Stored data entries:
☆ ☆ ☆ ☆

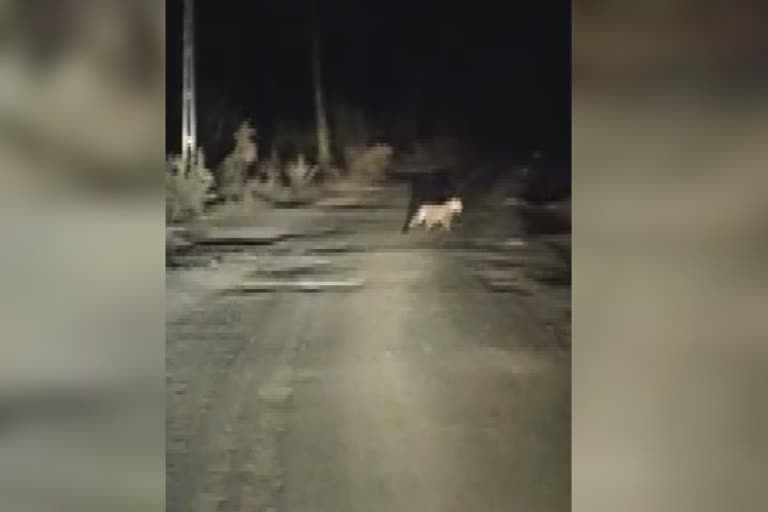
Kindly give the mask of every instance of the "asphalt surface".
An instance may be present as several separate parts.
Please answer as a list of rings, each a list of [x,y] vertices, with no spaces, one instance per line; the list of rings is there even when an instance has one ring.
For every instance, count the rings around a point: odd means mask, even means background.
[[[407,202],[392,185],[187,235],[167,510],[570,509],[567,240],[513,207],[403,235]]]

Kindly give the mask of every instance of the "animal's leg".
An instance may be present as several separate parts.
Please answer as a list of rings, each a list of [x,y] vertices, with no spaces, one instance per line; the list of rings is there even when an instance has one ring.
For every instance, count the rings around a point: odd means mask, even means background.
[[[403,233],[407,233],[409,229],[411,229],[414,226],[414,223],[416,222],[416,218],[408,215],[405,218],[405,224],[403,224]]]
[[[403,224],[403,233],[407,233],[408,229],[414,227],[418,222],[415,222],[417,211],[419,209],[419,202],[420,202],[420,187],[418,184],[418,179],[413,179],[411,181],[411,197],[408,201],[408,212],[405,215],[405,223]]]
[[[452,230],[453,229],[453,223],[456,222],[456,220],[459,218],[459,215],[456,213],[452,213],[450,217],[448,217],[448,227]]]

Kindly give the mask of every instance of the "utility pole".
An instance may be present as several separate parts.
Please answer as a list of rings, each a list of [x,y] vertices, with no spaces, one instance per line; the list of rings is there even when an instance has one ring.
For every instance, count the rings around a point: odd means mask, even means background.
[[[185,175],[197,159],[195,112],[195,19],[194,0],[184,0],[184,75],[182,83],[181,161]]]
[[[312,76],[315,82],[315,117],[317,124],[317,163],[321,170],[328,171],[331,166],[331,138],[328,133],[328,119],[325,113],[325,103],[323,99],[323,78],[320,68],[320,41],[319,27],[317,26],[317,11],[313,14],[313,34],[312,34]]]

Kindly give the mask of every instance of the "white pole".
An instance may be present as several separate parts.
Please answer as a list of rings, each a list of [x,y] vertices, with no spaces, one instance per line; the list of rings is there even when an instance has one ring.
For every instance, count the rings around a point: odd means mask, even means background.
[[[194,0],[184,0],[183,52],[184,76],[182,83],[181,157],[186,172],[197,155]]]

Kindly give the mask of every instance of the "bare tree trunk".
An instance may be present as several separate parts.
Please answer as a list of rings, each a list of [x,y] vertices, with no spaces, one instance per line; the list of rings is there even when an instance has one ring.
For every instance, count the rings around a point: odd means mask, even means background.
[[[331,167],[331,138],[323,100],[322,75],[320,73],[320,43],[317,31],[312,41],[312,72],[315,81],[315,121],[317,128],[317,163],[323,172]]]

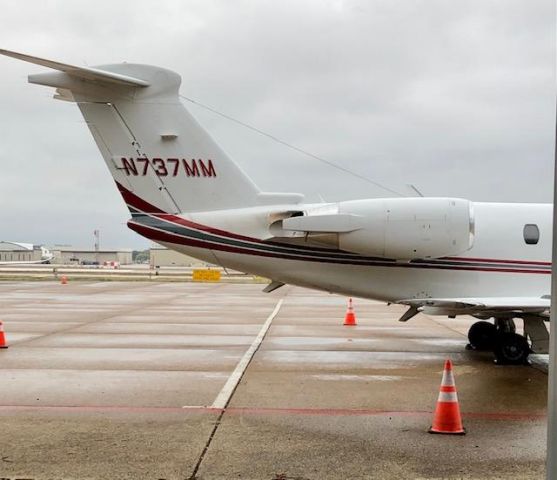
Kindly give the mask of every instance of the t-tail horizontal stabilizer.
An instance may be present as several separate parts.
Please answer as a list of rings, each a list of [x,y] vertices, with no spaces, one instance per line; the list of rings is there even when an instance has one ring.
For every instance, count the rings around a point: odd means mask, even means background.
[[[55,62],[54,60],[46,60],[44,58],[34,57],[32,55],[26,55],[24,53],[12,52],[11,50],[4,50],[1,48],[0,54],[6,55],[7,57],[17,58],[18,60],[23,60],[24,62],[34,63],[35,65],[52,68],[53,70],[59,70],[60,72],[67,73],[72,77],[81,78],[83,80],[109,82],[118,85],[124,85],[127,87],[148,87],[150,85],[149,82],[145,80],[130,77],[128,75],[122,75],[115,72],[109,72],[107,70],[102,70],[99,68],[78,67],[76,65]],[[34,81],[35,78],[40,78],[40,76],[29,75],[29,82],[41,83],[40,81]]]

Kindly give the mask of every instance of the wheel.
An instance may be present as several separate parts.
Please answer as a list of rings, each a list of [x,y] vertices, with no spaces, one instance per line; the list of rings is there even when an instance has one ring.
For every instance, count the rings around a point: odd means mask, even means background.
[[[476,322],[468,330],[468,341],[476,350],[493,350],[497,328],[489,322]]]
[[[530,345],[526,337],[517,333],[500,333],[497,335],[495,357],[497,363],[523,365],[528,360]]]

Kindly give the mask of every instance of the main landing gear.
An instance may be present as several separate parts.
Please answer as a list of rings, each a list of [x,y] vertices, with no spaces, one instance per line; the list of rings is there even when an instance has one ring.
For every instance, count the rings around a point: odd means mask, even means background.
[[[481,321],[468,330],[468,341],[475,350],[493,350],[497,340],[497,327],[493,323]]]
[[[470,347],[474,350],[491,350],[495,360],[503,365],[524,365],[532,351],[546,353],[549,334],[539,317],[524,318],[524,333],[516,333],[512,318],[496,318],[495,323],[480,321],[468,331]],[[532,342],[528,342],[527,337]]]

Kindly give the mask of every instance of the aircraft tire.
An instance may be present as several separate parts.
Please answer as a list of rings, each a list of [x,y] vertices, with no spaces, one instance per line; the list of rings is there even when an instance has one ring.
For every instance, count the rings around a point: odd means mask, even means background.
[[[490,322],[476,322],[468,330],[468,341],[475,350],[493,350],[497,342],[497,328]]]
[[[500,333],[494,351],[498,364],[524,365],[530,355],[530,345],[526,337],[518,333]]]

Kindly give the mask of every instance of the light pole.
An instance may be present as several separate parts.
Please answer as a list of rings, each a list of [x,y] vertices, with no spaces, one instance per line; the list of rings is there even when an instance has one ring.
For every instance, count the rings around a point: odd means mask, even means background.
[[[93,235],[95,237],[95,261],[97,262],[97,265],[99,265],[99,250],[101,248],[101,231],[95,230],[93,232]]]

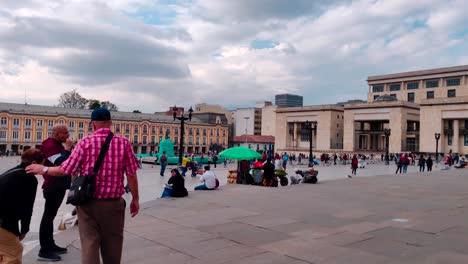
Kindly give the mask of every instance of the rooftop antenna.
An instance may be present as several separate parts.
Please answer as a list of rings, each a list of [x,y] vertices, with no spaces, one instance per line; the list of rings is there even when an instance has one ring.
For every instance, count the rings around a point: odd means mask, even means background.
[[[26,87],[24,87],[24,104],[28,104],[28,101],[26,100]]]

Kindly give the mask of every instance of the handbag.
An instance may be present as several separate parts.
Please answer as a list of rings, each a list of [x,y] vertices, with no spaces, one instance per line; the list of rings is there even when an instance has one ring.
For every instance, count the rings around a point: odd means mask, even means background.
[[[96,163],[94,163],[93,173],[90,175],[79,176],[72,181],[70,190],[68,191],[67,204],[79,206],[84,205],[93,199],[96,188],[96,175],[99,172],[99,168],[106,156],[107,150],[109,150],[109,144],[113,137],[114,134],[110,132],[106,138],[106,142],[102,145]]]

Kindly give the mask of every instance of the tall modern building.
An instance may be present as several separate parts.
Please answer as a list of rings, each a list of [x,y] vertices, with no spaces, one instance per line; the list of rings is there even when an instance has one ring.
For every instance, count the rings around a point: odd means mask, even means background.
[[[304,100],[302,96],[295,94],[277,94],[275,95],[275,105],[278,106],[303,106]]]

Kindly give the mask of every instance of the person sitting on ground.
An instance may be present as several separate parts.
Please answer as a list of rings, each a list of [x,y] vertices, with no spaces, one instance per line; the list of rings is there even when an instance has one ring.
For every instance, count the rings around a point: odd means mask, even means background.
[[[205,166],[205,173],[200,177],[200,182],[203,182],[202,185],[195,187],[195,190],[214,190],[219,186],[218,179],[214,172],[210,171],[210,166]]]
[[[161,198],[164,197],[185,197],[188,195],[187,189],[185,188],[185,179],[180,174],[179,170],[171,170],[171,178],[167,182],[164,188]]]
[[[270,187],[274,177],[275,165],[271,163],[271,158],[267,158],[265,165],[263,165],[263,186]]]

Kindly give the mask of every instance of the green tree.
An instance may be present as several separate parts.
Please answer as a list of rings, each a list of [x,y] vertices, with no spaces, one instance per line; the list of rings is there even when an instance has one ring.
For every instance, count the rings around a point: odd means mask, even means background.
[[[88,103],[88,99],[81,96],[76,89],[63,93],[58,101],[61,107],[78,109],[84,109]]]
[[[96,100],[96,99],[89,99],[88,100],[88,109],[90,110],[94,110],[98,107],[101,107],[101,102],[99,102],[99,100]]]
[[[140,110],[133,110],[133,113],[141,114],[141,111]]]

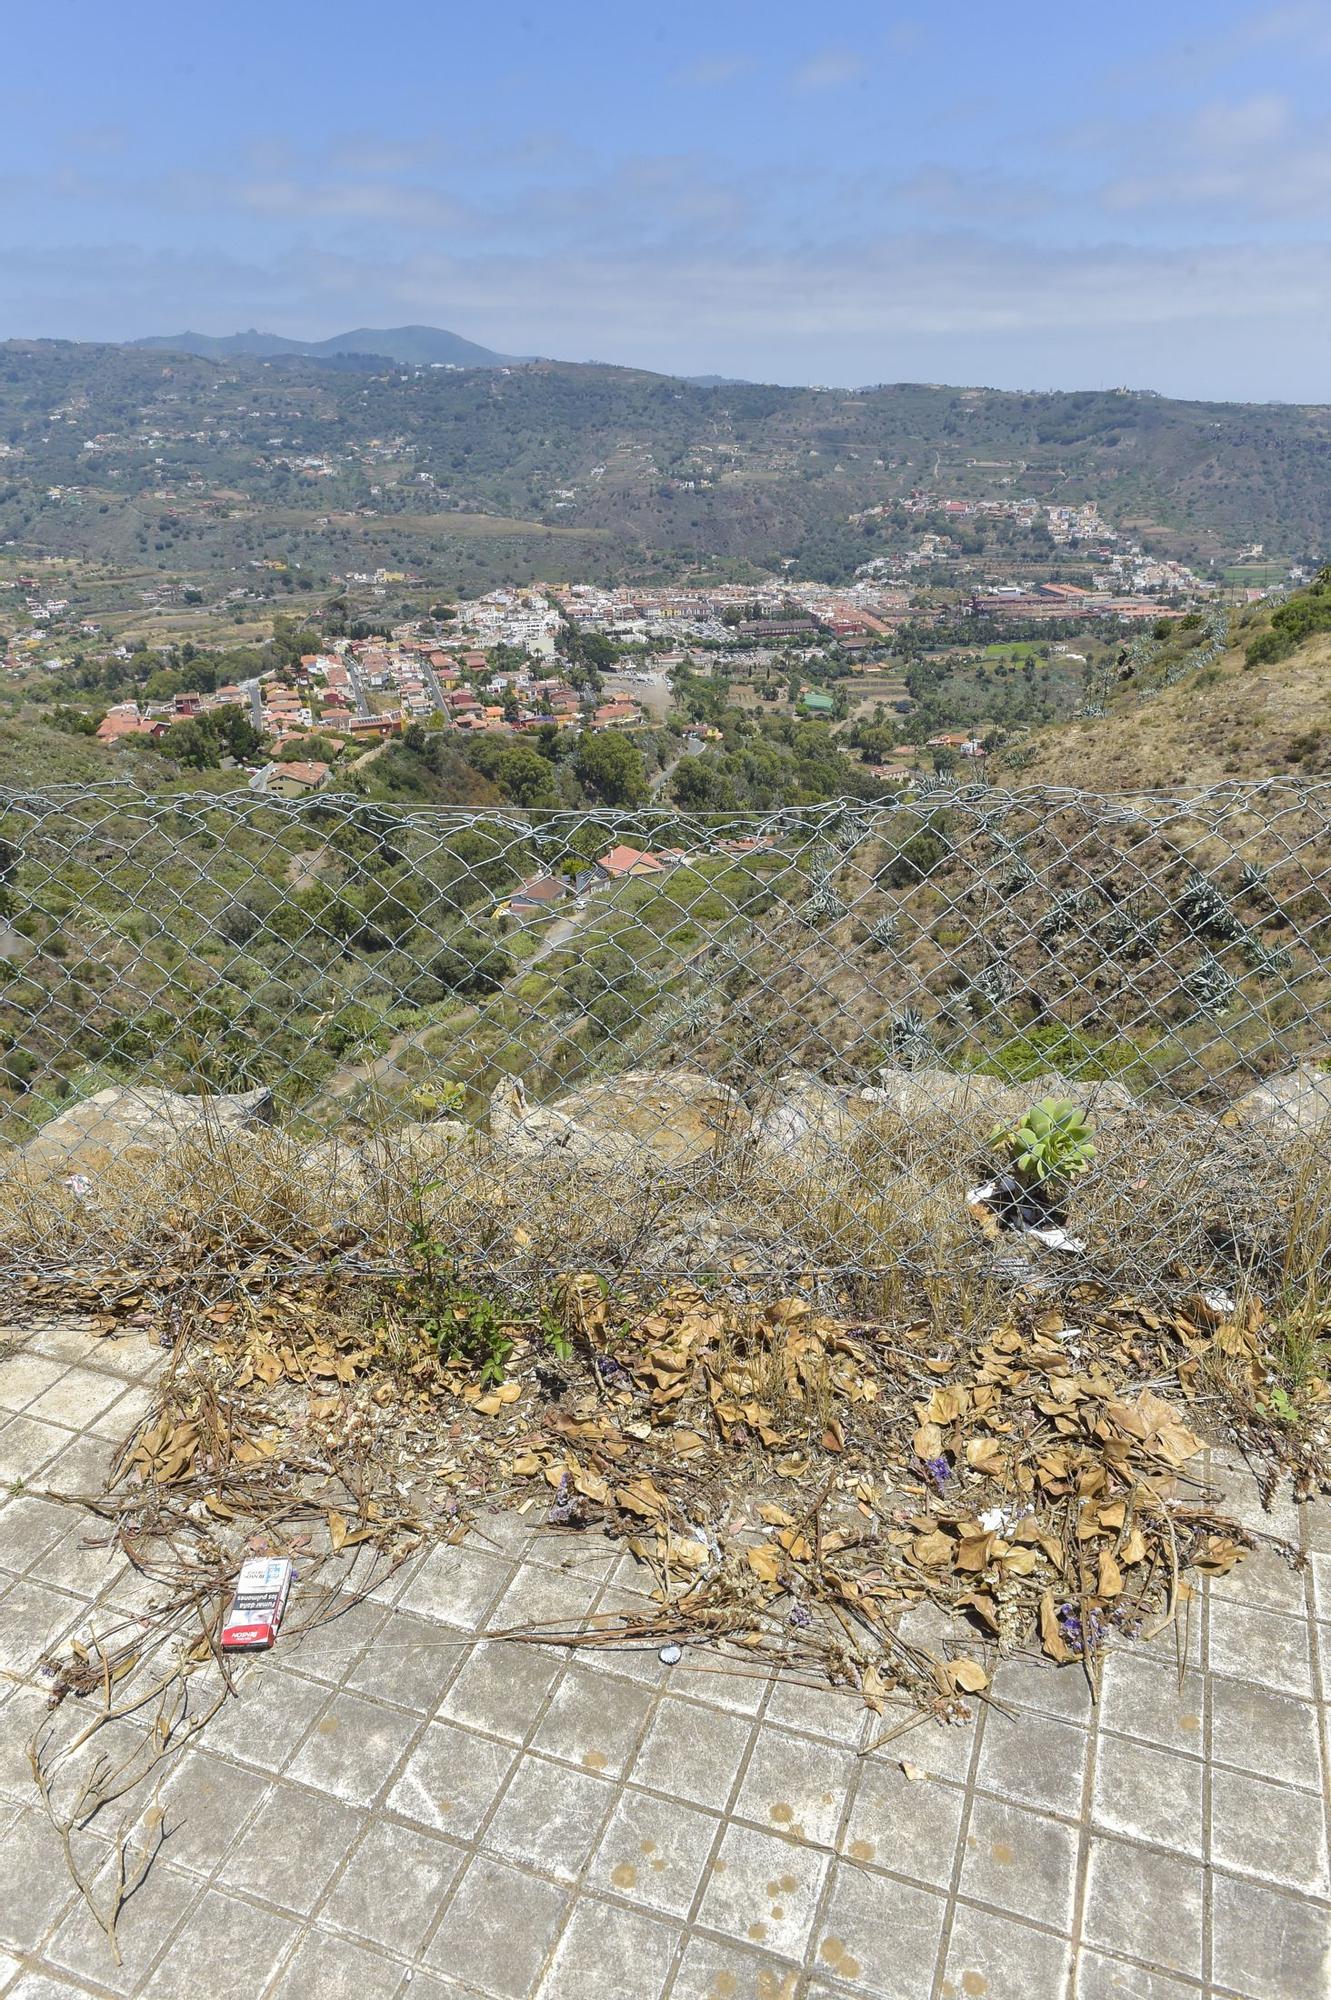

☆ ☆ ☆ ☆

Wherever the word "tree" occurs in the data, copy that whole line.

Kindly give the mask of every instance of the "bare tree trunk".
Kindly give the mask of every instance of the green tree.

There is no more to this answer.